# Data to process:
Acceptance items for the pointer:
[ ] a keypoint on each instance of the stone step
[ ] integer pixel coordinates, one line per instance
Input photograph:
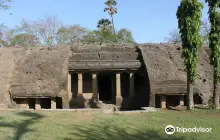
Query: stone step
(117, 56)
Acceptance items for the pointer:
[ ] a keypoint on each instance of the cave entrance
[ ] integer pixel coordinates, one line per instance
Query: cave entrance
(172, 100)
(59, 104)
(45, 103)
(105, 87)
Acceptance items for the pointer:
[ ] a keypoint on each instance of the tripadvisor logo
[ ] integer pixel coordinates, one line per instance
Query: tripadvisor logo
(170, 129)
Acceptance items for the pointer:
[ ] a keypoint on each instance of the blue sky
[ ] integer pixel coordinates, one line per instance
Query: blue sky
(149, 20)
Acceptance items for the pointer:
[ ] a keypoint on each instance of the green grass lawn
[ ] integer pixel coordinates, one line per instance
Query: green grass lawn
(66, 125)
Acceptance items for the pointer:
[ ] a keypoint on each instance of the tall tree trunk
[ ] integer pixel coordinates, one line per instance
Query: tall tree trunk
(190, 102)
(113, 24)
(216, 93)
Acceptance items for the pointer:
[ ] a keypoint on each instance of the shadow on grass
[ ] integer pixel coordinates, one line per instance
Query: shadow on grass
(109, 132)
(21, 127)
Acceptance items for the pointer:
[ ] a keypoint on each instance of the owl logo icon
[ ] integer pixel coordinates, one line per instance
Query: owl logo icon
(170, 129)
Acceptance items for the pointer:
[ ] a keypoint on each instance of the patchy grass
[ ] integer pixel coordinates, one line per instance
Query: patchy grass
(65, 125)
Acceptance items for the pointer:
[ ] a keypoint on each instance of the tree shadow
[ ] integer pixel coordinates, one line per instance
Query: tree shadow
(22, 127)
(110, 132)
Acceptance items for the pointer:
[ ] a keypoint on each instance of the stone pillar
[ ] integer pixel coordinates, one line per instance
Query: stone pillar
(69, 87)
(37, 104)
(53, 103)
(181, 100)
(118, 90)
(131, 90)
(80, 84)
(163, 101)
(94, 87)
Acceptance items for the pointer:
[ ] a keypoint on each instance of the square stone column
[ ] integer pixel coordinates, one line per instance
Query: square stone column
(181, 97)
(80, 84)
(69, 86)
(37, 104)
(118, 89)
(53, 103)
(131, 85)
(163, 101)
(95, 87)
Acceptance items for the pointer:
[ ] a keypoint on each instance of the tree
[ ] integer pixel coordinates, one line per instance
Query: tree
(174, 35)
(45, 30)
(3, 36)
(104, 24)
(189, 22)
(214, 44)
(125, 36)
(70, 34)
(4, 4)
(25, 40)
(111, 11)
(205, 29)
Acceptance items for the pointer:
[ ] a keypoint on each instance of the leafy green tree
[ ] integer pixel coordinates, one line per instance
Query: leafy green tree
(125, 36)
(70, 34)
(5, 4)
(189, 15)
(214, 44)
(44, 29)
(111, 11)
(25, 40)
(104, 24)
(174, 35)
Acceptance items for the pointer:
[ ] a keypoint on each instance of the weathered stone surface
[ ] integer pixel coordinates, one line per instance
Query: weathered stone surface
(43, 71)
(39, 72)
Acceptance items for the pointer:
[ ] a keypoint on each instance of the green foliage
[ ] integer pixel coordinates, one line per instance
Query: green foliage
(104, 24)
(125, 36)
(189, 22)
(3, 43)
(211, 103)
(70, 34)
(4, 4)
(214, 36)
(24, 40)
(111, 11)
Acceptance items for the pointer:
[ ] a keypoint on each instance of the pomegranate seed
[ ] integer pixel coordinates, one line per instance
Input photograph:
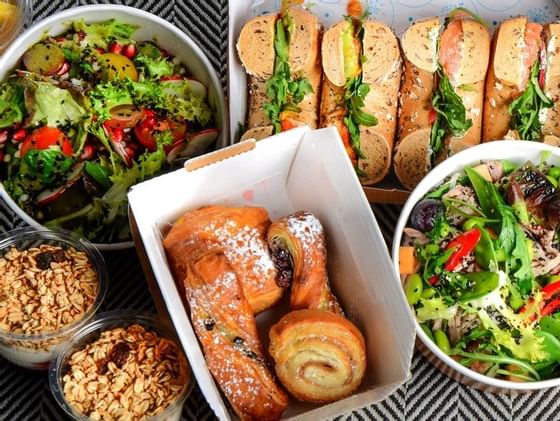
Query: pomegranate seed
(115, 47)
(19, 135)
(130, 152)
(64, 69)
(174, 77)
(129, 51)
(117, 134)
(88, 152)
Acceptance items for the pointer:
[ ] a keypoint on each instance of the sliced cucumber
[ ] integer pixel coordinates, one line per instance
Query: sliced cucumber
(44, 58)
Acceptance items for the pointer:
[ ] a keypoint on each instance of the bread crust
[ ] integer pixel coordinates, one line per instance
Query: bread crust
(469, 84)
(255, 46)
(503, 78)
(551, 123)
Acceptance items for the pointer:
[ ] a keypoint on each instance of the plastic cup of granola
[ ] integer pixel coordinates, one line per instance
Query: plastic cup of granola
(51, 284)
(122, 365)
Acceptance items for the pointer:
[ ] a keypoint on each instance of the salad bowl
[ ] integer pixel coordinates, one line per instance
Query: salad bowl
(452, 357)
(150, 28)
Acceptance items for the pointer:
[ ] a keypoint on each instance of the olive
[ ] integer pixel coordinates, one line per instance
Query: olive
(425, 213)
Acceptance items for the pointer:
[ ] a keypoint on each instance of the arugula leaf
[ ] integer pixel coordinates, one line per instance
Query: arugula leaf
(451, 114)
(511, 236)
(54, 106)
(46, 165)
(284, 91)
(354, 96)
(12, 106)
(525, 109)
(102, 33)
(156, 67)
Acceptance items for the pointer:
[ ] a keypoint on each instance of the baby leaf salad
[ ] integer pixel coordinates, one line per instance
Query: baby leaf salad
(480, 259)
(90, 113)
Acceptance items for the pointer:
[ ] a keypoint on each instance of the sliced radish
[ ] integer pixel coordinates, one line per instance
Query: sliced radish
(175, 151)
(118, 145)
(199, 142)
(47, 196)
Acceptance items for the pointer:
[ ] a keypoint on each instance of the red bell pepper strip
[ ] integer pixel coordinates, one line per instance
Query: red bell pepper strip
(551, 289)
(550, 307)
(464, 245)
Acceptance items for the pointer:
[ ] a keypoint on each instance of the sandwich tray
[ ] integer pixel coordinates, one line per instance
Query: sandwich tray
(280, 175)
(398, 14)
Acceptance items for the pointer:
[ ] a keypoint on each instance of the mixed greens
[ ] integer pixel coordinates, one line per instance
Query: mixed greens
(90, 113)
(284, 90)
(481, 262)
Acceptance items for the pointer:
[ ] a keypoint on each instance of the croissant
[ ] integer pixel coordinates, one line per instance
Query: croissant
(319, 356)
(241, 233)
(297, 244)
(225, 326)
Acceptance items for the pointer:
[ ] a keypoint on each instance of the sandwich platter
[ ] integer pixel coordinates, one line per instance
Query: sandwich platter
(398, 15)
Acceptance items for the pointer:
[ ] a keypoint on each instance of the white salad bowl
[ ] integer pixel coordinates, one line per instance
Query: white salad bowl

# Written exercise:
Identify every line in the items above that contains the word "pillar", and copy each of those lines in full.

# Worked answer:
[ ] a keypoint on each instance of the stone pillar
Query: stone pillar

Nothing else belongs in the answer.